St. Thomas’ Episcopal Church, Owings Mills MD
June 15, 2025
Year C: The First Sunday after Pentecost – Trinity Sunday
Proverbs 8:1-4, 22-31
Psalm 8
Romans 5:1-5
John 16:12-15
Closer Than Ever
Well, last Sunday we had a Pentecost celebration that I doubt any of us who were here will ever forget.
So, let’s see, where to begin?
Bishop Carrie made her first official visit with us, confirming six of our young people at the 10:00 service.
It was Rev. Amelia’s first Sunday as a priest, and Bishop Carrie very graciously invited her to give the blessing at the 8:00 service and preside at the altar at 10:00.
Celebrating your first Eucharist with the bishop beside you! No pressure!
And then there was the choir.
Just when I think they can’t outdo themselves, they outdo themselves. They sounded absolutely amazing. And Nick Corasiniti’s trumpet-playing on Sweet, Sweet Spirit was the sweet Spirit-filled icing on the Pentecost cake.

▸ CHALLENGE A: According to the sermon, how many young people did Bishop Carrie confirm at the 10:00 service?
▸ CHALLENGE B: Locate every line of the records that contains the string "trace", and copy each one out. Match case exactly.

▸ EXERCISE MATERIALS:
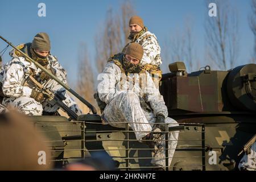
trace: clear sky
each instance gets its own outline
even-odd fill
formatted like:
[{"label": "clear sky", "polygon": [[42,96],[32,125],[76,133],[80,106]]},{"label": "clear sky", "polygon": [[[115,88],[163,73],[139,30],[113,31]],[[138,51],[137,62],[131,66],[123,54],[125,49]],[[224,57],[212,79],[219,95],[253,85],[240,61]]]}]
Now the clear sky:
[{"label": "clear sky", "polygon": [[[223,0],[225,1],[225,0]],[[197,55],[203,60],[204,22],[208,12],[204,0],[131,1],[137,14],[158,38],[160,46],[170,31],[181,25],[186,17],[193,20],[193,31]],[[232,0],[239,13],[240,50],[236,65],[248,63],[254,38],[247,21],[250,0]],[[38,16],[38,5],[46,5],[46,17]],[[39,32],[47,32],[52,43],[51,52],[68,72],[69,84],[76,81],[81,43],[86,43],[91,60],[94,60],[94,38],[106,11],[110,6],[118,9],[123,1],[0,0],[0,35],[15,45],[31,42]],[[6,46],[0,40],[0,51]],[[5,63],[10,59],[8,52],[3,56]],[[203,63],[202,67],[204,66]]]}]

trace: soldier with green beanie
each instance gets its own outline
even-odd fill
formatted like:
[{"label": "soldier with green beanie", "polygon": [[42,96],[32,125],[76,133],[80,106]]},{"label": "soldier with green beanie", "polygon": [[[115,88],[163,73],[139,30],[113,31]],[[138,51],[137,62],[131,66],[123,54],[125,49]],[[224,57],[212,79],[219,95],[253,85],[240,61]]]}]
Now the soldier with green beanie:
[{"label": "soldier with green beanie", "polygon": [[[22,44],[17,48],[39,63],[60,80],[67,84],[67,73],[56,57],[51,55],[51,42],[45,32],[40,32],[34,38],[32,43]],[[10,55],[13,59],[6,64],[2,75],[2,88],[4,98],[2,104],[7,107],[14,107],[25,114],[54,114],[59,106],[53,101],[44,98],[40,90],[27,81],[31,75],[53,93],[61,92],[66,99],[63,101],[77,114],[81,110],[77,104],[67,94],[65,89],[45,72],[26,60],[18,51],[12,49]]]},{"label": "soldier with green beanie", "polygon": [[[147,143],[152,153],[155,169],[165,164],[164,133],[166,125],[178,125],[168,117],[163,96],[147,71],[142,69],[144,50],[132,43],[122,53],[112,56],[98,76],[97,101],[101,105],[103,120],[114,127],[125,128],[129,123],[136,138]],[[166,124],[165,124],[166,123]],[[179,133],[169,133],[169,164],[177,145]]]}]

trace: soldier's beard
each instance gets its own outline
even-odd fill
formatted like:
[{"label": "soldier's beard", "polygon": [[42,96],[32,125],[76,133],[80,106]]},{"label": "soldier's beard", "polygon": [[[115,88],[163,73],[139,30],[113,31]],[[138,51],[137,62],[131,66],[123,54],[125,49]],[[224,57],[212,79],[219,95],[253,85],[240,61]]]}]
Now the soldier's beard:
[{"label": "soldier's beard", "polygon": [[133,64],[125,56],[123,57],[122,65],[126,73],[139,73],[142,70],[141,63],[137,64]]},{"label": "soldier's beard", "polygon": [[38,54],[32,48],[30,48],[32,59],[38,62],[42,66],[46,66],[49,64],[47,56],[42,56]]}]

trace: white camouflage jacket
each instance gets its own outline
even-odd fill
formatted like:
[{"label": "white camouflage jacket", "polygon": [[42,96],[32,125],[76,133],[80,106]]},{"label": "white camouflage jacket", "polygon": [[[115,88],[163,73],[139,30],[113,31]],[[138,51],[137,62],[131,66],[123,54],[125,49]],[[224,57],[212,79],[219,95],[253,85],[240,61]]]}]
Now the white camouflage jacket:
[{"label": "white camouflage jacket", "polygon": [[155,34],[147,31],[139,37],[135,42],[141,44],[144,49],[141,64],[150,64],[156,66],[162,64],[161,49]]},{"label": "white camouflage jacket", "polygon": [[[13,55],[10,53],[11,55]],[[46,68],[50,69],[59,79],[67,84],[67,73],[59,63],[57,59],[49,55],[47,56],[49,64]],[[29,76],[31,70],[35,75],[39,75],[42,71],[34,63],[27,61],[23,57],[16,57],[7,63],[0,75],[3,94],[9,97],[30,97],[32,89],[23,86],[25,79]],[[43,82],[39,80],[41,84]]]},{"label": "white camouflage jacket", "polygon": [[[97,78],[97,91],[100,99],[109,104],[118,94],[127,90],[132,90],[140,100],[148,103],[155,115],[162,113],[166,118],[168,111],[163,96],[155,88],[149,73],[130,74],[126,76],[121,73],[120,68],[114,62],[109,62],[102,73]],[[141,80],[141,81],[139,81]]]}]

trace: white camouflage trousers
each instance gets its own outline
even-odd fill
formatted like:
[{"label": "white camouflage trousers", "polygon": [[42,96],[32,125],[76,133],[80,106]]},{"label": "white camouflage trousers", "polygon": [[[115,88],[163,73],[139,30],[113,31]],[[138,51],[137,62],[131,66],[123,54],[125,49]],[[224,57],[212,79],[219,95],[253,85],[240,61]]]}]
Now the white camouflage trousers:
[{"label": "white camouflage trousers", "polygon": [[[81,114],[77,104],[67,94],[65,89],[56,81],[50,80],[44,84],[43,86],[53,93],[57,91],[61,92],[66,97],[63,102],[79,115]],[[28,97],[6,97],[3,98],[2,104],[6,107],[16,108],[23,114],[29,115],[42,115],[43,111],[52,113],[59,108],[53,101],[46,101],[41,104],[33,98]]]},{"label": "white camouflage trousers", "polygon": [[250,154],[245,154],[238,164],[240,170],[256,171],[256,142],[251,146]]},{"label": "white camouflage trousers", "polygon": [[[115,97],[104,110],[104,119],[111,126],[125,128],[125,123],[129,125],[134,131],[136,138],[140,140],[150,133],[155,121],[152,112],[147,112],[141,106],[139,98],[133,92],[127,91]],[[123,122],[123,123],[119,123]],[[165,122],[170,126],[179,126],[174,119],[167,117]],[[179,131],[170,132],[168,134],[168,166],[171,164],[177,143]],[[151,163],[158,166],[166,166],[165,142],[161,144],[163,150],[159,152],[152,152]]]}]

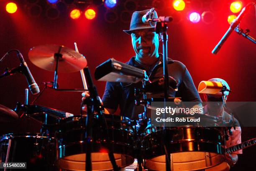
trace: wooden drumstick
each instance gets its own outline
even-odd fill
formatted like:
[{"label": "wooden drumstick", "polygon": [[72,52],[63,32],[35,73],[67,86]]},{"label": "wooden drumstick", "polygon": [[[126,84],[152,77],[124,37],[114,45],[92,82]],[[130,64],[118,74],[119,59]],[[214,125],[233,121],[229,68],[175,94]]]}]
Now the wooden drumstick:
[{"label": "wooden drumstick", "polygon": [[[78,51],[78,49],[77,48],[77,43],[76,42],[74,42],[74,44],[75,46],[76,51],[77,53],[79,53],[79,51]],[[88,87],[87,87],[87,84],[86,84],[86,80],[85,79],[85,77],[84,76],[84,70],[83,69],[81,69],[81,70],[80,70],[80,73],[81,73],[81,77],[82,77],[82,81],[83,81],[83,85],[84,85],[84,88],[85,89],[88,89]]]}]

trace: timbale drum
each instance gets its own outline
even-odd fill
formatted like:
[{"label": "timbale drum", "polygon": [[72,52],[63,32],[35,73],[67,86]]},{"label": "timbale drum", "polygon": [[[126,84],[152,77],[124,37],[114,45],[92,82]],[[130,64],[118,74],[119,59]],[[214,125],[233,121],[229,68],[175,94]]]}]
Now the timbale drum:
[{"label": "timbale drum", "polygon": [[165,171],[165,144],[172,171],[228,171],[224,156],[224,127],[148,126],[142,141],[145,167]]},{"label": "timbale drum", "polygon": [[[113,152],[118,166],[123,168],[133,163],[134,133],[130,120],[112,115],[105,115],[105,117],[108,135],[105,128],[100,124],[98,116],[94,115],[90,143],[86,141],[88,139],[85,135],[86,117],[70,117],[60,122],[56,133],[57,164],[60,168],[84,171],[88,148],[91,152],[93,171],[113,170],[108,153],[109,148]],[[109,144],[107,142],[108,136]]]}]

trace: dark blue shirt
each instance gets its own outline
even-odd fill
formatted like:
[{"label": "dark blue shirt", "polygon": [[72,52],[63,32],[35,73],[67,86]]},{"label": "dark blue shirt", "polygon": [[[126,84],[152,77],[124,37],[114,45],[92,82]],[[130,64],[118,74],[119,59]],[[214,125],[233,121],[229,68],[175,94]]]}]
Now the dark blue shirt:
[{"label": "dark blue shirt", "polygon": [[[160,54],[159,59],[162,59]],[[149,75],[149,79],[151,82],[159,80],[163,77],[163,63],[154,65],[152,71],[150,68],[143,68],[135,60],[133,56],[126,64],[133,66],[145,69]],[[178,82],[178,91],[172,89],[169,90],[169,97],[180,97],[184,102],[196,102],[196,104],[201,102],[199,94],[197,92],[191,76],[186,66],[181,62],[169,59],[167,61],[168,74],[174,78]],[[134,84],[123,83],[120,82],[107,82],[105,91],[102,99],[104,107],[117,110],[119,107],[120,115],[125,117],[137,117],[138,114],[143,112],[143,107],[141,107],[135,105],[136,97],[134,95],[135,88],[141,87],[141,83]],[[163,92],[156,94],[151,94],[150,97],[163,97]],[[163,101],[161,100],[161,101]]]}]

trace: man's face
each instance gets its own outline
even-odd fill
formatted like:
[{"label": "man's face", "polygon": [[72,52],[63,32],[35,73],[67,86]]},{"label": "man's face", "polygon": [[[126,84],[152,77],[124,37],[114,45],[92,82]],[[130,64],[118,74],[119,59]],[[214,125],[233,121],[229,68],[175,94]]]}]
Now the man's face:
[{"label": "man's face", "polygon": [[215,115],[220,115],[224,106],[221,93],[216,94],[204,94],[207,108]]},{"label": "man's face", "polygon": [[136,30],[131,36],[136,57],[141,59],[151,58],[158,54],[158,35],[152,29]]}]

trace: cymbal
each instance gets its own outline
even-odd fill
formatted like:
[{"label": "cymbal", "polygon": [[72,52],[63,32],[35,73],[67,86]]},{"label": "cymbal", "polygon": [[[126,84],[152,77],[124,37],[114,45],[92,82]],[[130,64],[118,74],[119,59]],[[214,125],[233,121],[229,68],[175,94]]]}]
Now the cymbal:
[{"label": "cymbal", "polygon": [[62,55],[59,59],[58,72],[79,71],[87,66],[87,61],[83,55],[63,46],[44,45],[33,47],[28,52],[28,57],[39,68],[54,71],[56,66],[54,54],[56,53]]},{"label": "cymbal", "polygon": [[0,123],[13,121],[18,118],[19,116],[13,110],[0,105]]}]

▸ CORRECT ANSWER A: Six.

▸ CORRECT ANSWER B:
trace: clear sky
trace: soldier with green beanie
trace: soldier's beard
trace: white camouflage jacket
trace: white camouflage trousers
trace: wooden drumstick
trace: timbale drum
trace: dark blue shirt
trace: man's face
trace: cymbal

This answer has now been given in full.